Selected extract >>
----

Former UN Secretary-General Kofi
Annan, left, and Mo Ibrahim announcing
this year’s distinguished winner.

(Images: Ibrahim Foundation)

Janine Erasmus

Botswana’s Festus Gontebanye Mogae, who stepped down as president of that country in April 2008, has won the second annual Mo Ibrahim Prize for Achievement in African Leadership. The prize is awarded by the Ibrahim Foundation to a former African head of state or government who has demonstrated consistent excellence in leadership.

The Ibrahim Prize is unmatched in size and scope by any other, and is worth an unprecedented R50-million ($5-million) disbursed over 10 years, with a stipend of R2-million ($200 000) annually for life thereafter. During the first 10 years the winner may also receive, at the Foundation’s discretion, R2-million annually for any good causes he or she endorses.

----

Stored records >>
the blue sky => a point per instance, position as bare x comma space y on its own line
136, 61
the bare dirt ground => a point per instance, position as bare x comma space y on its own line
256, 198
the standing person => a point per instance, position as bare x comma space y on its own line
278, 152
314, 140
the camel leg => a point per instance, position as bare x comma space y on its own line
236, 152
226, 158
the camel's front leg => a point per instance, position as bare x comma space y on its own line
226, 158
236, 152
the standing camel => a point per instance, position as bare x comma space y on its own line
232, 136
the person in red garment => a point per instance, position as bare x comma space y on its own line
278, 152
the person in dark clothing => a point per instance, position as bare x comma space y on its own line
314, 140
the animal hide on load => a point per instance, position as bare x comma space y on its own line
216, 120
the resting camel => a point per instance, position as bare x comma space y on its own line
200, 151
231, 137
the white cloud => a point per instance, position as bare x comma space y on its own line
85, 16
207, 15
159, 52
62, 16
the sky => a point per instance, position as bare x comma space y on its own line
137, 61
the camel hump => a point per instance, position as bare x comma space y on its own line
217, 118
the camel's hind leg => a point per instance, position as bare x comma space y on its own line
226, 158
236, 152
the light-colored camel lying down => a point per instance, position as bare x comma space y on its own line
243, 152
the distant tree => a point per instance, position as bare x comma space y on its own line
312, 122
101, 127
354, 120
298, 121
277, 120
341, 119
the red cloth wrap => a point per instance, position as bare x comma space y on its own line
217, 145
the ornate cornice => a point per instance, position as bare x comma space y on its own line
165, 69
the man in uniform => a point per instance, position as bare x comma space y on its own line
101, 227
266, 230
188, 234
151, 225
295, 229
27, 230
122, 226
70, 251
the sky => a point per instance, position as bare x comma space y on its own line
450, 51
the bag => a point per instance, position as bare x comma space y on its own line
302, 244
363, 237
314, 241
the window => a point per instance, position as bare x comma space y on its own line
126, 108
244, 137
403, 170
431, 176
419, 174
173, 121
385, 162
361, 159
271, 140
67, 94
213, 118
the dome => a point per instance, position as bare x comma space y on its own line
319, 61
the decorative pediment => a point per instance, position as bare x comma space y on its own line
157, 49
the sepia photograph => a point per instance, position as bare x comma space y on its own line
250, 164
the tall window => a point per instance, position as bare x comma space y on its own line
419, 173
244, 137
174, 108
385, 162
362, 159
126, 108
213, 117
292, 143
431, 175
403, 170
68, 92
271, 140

----

Things to do >>
1. Render this sentence from the Mo Ibrahim Prize article in Spanish: "The prize is awarded by the Ibrahim Foundation to a former African head of state or government who has demonstrated consistent excellence in leadership."
2. According to the Mo Ibrahim Prize article, when did Festus Gontebanye Mogae step down as president of Botswana?
The rows are separate material and have no connection to the text about the Mo Ibrahim Prize.

Full answers >>
1. El premio lo otorga la Fundación Ibrahim a un ex jefe de Estado o de Gobierno africano que ha demostrado una excelencia constante en el liderazgo.

2. In April 2008.